▶ _YOUR INSTRUCTIONS_
Can you reproduce the material below line for line, without any changes, and omit the picture from your copy?

▶ _EXTRACTED MATERIAL_
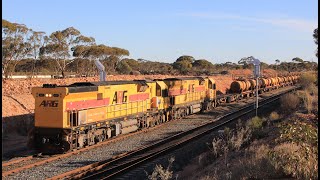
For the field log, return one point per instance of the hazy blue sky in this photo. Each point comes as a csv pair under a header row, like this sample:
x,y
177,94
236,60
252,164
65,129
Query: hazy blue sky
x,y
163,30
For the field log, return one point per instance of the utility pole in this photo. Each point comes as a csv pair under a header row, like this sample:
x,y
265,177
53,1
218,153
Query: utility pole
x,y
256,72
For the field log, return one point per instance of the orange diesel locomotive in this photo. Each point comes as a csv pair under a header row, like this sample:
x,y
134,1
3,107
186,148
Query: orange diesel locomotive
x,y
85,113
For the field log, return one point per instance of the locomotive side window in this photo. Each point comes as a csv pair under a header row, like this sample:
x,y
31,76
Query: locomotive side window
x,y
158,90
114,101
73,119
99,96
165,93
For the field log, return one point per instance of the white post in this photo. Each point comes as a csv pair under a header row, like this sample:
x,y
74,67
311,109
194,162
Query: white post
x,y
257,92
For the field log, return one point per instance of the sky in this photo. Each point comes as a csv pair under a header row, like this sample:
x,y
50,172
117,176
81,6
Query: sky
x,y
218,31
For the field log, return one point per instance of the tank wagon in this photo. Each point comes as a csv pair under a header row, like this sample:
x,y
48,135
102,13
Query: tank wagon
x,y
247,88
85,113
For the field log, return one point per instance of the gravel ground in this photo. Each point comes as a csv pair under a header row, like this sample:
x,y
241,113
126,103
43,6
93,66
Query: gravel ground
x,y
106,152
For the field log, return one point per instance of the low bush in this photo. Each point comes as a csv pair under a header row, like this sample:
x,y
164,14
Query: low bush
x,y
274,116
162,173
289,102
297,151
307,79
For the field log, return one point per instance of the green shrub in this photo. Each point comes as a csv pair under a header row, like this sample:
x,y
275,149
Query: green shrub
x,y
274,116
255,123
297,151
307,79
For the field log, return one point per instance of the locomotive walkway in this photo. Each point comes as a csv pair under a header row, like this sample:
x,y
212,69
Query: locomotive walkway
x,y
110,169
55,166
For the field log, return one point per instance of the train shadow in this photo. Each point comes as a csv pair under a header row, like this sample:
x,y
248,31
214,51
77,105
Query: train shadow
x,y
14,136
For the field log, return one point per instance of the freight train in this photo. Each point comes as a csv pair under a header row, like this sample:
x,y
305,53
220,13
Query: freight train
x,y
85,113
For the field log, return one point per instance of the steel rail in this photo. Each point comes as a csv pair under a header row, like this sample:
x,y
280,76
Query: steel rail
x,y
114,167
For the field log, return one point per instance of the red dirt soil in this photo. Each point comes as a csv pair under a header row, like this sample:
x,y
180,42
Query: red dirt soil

▶ _EXERCISE RESULT_
For the field log, return one point per instance of the hazy blue sky in this photo. Each point comes as a csv pair under a header row, like this sample:
x,y
177,94
236,60
252,164
65,129
Query: hazy blue sky
x,y
163,30
For the field log, return one point per instance of the utility pole in this photo. Each point comes as a csv pair under a header row, like this sample:
x,y
265,177
53,1
218,153
Query: utility pole
x,y
256,72
For the field log, return one point per instance of the orange diesel locomotive in this photo. Each point comes as a csv pair under a header row, like this sample:
x,y
134,1
3,107
186,148
Query: orange diesel locomotive
x,y
85,113
For the field log, return one point per instance of the locomotive side window in this photo. Each point comes as a csv pair under a header row, like this sample:
x,y
31,76
Query: locomotive side window
x,y
158,90
114,101
73,119
99,96
165,93
For the field log, return one point per instance of the white post in this photo. Each point comes as a csv pair under a header row, like this sample:
x,y
74,67
311,109
194,162
Query: white post
x,y
257,92
For the field log, return one point per instance of the sky in this photo. Each point comes as a csv pair under a header row, like this sample:
x,y
50,172
117,176
81,6
Query: sky
x,y
218,31
For the field log, return one point per instance of the tank wagon in this photo. Each point comes as a csv pair under a header row, like this sample:
x,y
48,135
102,13
Query: tank wagon
x,y
247,88
85,113
For the field log, return one point per instance of the gravel ground in this photo. Each point comes as a csv pair under a header row, like this sample:
x,y
241,113
126,103
43,6
93,66
Query: gravel ground
x,y
106,152
For the field log, return one point per instance of the low bush in this photo. Each point comes as a csv pair under a header row, like this sample:
x,y
164,14
Query: low bush
x,y
274,116
162,173
289,102
297,151
307,79
For the field log, return one point per instance of the green shrub in this photo. Each point comes as a csv pair under a header row, like this sample:
x,y
275,149
Query: green shrub
x,y
274,116
255,123
297,151
307,79
For the field log, return one point per instance of the locomotive walkway in this photo. Each point comes as a csv pair under a header row, like this sample:
x,y
212,69
Query: locomotive walkway
x,y
110,169
55,166
For the field log, return one point per instance of the train shadow in this photo. Each point comes as a csv pair under a header row, like this sample:
x,y
248,31
214,51
77,105
Query: train shadow
x,y
14,136
For the field log, return one point per instance of the freight train in this photo. Each point comes as a csv pair under a header row, like this sample:
x,y
305,53
220,13
Query: freight train
x,y
85,113
For the field log, return one point per instance of the steel rail in this photo. Each point comes as a csv pair under a header row, like this sample:
x,y
280,76
Query: steel rail
x,y
114,167
For the field log, return one point per instance of the red dirt soil in this photo. Each point comes as a csv pair under a header row, like this sample:
x,y
180,42
Query: red dirt soil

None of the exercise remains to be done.